GIVEN TEXT: Begin

Med school to move to Knox post-hurricane

11/17/2017

More than 1,400 faculty, students and staff from a Caribbean medical school are planning to temporarily relocate to Knoxville this winter following Hurricane Maria’s destruction in the school’s home country of Dominica.

Students at Ross University School of Medicine are currently completing their fall semester classes on a cruise ship at port off the island of St. Kitts.

They’ll begin their winter semester at facilities belonging to Lincoln Memorial University, according to a news release from Ross University obtained through LMU.

The university has made plans to lease a West Knoxville property purchased by LMU in March, according to LMU spokeswoman Kate Reagan.

The property at 9737 Cogdill Road contains two buildings, only one of which will be leased by Ross University. Long-term plans for the site are still under development by LMU.

“While the island of Dominica continues to rebuild, we are pleased to have forged this arrangement with an outstanding university like LMU,” said William F. Owen, dean and chancellor of Ross University School of Medicine, in the release.

“The continuity of our students’ education and their academic programming is our highest priority, and we are pleased to work with LMU to make these extraordinary facilities available.”

Ross plans to continue to use its own medical sciences curriculum and faculty while making use of the LMU teaching and office facilities, including an anatomy lab.

Efforts are underway to acquire all necessary regulatory approvals and finalize other details, the release said.

In 2016-17, 97 percent of the university’s students were from the U.S. and Canada, according to spokeswoman Nicole Pride.

GIVEN TEXT: End

#### ACTIVITY LIST
[1] Answer these questions from the article on the medical school's move:
(a) Where are Ross University students finishing their fall semester classes?
(b) What is the street address of the West Knoxville property?
(c) What share of the university's students in 2016-17 were from the U.S. and Canada?
[2] List every person named in the article on the medical school's move, with the title it gives each one.

DATASET CONTENT: Begin

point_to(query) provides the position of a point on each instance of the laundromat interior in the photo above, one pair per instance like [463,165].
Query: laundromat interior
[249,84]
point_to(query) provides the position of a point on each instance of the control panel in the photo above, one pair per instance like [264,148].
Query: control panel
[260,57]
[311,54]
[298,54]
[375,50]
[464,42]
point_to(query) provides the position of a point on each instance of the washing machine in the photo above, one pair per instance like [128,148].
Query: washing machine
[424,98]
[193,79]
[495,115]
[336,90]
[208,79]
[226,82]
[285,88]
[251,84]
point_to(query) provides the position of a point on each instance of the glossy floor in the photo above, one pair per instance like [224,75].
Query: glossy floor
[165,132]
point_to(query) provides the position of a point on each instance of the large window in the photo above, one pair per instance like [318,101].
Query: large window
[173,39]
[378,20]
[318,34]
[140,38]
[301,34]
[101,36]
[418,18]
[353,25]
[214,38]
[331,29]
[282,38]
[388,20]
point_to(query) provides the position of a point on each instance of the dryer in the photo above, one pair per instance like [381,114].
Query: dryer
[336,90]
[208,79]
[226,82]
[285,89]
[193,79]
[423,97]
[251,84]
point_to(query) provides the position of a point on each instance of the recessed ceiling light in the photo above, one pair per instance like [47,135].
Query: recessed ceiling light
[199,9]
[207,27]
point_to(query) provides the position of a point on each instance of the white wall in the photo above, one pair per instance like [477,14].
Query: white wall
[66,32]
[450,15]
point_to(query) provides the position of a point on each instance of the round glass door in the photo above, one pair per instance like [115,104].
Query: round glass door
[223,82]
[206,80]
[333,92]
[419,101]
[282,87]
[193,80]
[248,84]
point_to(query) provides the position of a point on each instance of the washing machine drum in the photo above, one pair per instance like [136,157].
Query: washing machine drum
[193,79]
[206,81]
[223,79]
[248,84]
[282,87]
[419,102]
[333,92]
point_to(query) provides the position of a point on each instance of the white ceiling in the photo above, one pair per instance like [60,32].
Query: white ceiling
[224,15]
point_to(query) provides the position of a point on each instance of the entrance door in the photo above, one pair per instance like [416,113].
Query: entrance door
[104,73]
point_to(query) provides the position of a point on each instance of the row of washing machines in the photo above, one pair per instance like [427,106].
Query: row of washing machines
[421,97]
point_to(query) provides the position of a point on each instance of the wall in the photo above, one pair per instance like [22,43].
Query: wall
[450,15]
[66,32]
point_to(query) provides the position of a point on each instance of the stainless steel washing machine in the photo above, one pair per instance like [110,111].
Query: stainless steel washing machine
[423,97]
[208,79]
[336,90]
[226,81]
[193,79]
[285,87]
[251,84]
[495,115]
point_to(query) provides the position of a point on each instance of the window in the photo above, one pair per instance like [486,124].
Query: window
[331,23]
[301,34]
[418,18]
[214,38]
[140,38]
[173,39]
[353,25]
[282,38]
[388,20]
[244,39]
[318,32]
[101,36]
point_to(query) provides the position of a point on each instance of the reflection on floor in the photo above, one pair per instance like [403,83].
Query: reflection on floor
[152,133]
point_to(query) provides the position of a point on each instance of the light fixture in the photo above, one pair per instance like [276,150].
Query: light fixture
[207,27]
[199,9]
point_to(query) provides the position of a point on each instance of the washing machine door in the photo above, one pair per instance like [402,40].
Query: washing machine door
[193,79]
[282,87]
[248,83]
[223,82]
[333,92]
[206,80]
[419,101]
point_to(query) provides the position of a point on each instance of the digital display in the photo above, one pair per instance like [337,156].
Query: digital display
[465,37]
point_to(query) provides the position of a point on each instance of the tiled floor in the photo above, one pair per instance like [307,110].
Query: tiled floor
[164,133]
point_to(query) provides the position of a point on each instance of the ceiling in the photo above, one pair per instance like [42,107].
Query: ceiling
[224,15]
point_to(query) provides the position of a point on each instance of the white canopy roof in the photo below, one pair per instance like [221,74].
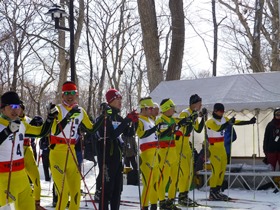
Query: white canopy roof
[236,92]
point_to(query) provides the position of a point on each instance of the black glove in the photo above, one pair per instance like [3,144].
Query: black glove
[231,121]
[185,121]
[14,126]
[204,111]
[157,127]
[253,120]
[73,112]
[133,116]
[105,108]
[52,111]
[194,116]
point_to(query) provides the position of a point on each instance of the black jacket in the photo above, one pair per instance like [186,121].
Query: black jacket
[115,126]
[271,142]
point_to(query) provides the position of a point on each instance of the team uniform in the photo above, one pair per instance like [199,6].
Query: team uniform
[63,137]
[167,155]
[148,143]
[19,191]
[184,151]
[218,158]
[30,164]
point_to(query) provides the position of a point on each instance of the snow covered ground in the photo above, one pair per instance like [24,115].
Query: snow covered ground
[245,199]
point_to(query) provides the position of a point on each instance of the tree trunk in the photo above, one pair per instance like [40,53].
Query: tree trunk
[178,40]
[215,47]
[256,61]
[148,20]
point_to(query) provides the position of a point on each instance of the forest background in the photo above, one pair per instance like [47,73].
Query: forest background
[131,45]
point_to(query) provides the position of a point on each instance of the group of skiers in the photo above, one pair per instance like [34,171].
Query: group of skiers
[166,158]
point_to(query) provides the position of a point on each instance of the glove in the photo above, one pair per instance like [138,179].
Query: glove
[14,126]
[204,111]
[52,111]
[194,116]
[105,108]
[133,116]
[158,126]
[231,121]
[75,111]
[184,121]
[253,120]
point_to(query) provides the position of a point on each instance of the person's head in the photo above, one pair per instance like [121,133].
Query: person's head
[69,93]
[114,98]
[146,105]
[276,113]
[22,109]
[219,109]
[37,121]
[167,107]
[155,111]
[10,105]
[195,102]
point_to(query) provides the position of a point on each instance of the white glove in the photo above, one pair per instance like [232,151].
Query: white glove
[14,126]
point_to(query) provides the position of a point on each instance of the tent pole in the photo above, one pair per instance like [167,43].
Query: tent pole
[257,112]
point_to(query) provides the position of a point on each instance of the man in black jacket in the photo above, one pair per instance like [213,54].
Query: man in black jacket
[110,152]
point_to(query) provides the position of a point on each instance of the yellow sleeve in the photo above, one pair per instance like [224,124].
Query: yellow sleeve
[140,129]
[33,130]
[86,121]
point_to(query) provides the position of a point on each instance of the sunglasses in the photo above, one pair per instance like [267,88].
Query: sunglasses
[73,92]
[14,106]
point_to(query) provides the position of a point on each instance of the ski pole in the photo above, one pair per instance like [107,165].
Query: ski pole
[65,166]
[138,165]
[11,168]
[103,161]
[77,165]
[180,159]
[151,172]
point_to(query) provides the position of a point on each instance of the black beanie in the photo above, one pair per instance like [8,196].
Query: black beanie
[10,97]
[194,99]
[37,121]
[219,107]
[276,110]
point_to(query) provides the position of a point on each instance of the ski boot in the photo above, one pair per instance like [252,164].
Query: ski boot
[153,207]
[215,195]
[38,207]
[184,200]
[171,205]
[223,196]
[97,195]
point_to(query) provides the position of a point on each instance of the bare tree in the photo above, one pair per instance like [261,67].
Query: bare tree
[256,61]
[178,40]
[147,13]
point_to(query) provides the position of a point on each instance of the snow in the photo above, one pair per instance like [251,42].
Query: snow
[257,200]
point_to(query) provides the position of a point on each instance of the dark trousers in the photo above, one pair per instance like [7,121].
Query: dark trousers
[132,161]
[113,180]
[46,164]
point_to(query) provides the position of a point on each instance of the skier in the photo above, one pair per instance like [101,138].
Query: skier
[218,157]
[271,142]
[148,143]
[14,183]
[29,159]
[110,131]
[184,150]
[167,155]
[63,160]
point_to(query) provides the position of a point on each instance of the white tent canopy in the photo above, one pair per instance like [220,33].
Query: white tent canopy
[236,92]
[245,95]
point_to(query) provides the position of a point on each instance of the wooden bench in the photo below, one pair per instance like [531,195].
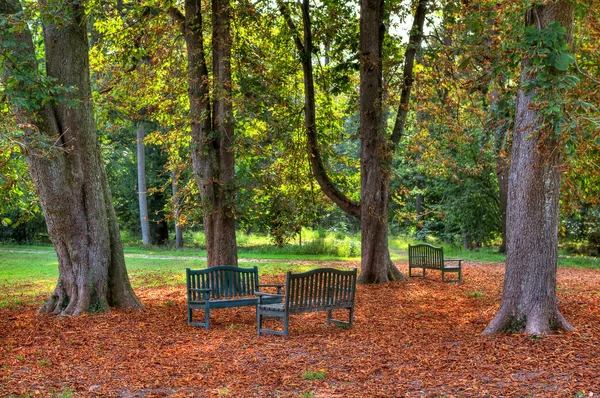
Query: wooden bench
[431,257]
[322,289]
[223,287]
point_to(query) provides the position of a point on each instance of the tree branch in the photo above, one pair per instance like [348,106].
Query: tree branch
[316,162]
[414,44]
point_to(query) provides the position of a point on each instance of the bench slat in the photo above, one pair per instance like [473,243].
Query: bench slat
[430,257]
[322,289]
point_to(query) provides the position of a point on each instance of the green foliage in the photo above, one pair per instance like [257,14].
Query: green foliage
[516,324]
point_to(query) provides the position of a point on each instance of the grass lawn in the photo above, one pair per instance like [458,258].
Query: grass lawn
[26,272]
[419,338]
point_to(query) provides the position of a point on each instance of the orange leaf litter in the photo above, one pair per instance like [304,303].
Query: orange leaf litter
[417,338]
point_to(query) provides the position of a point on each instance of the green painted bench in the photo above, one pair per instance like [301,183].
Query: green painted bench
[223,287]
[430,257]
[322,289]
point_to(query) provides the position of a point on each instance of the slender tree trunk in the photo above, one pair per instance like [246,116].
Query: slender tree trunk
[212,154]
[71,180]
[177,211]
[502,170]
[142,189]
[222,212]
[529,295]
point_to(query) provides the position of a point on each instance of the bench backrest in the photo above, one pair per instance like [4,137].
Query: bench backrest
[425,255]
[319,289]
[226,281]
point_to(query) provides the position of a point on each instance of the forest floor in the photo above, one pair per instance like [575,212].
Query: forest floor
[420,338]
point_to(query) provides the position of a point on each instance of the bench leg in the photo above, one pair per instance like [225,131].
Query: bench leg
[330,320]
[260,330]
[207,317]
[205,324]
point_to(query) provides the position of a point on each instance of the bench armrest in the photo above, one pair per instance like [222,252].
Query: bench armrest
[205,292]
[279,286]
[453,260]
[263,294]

DATASET CONTENT: End

#### ANSWERS TO EACH TASK
[1]
(a) On a cruise ship at port off the island of St. Kitts.
(b) 9737 Cogdill Road.
(c) 97 percent.

[2]
- Kate Reagan, LMU spokeswoman
- William F. Owen, dean and chancellor of Ross University School of Medicine
- Nicole Pride, spokeswoman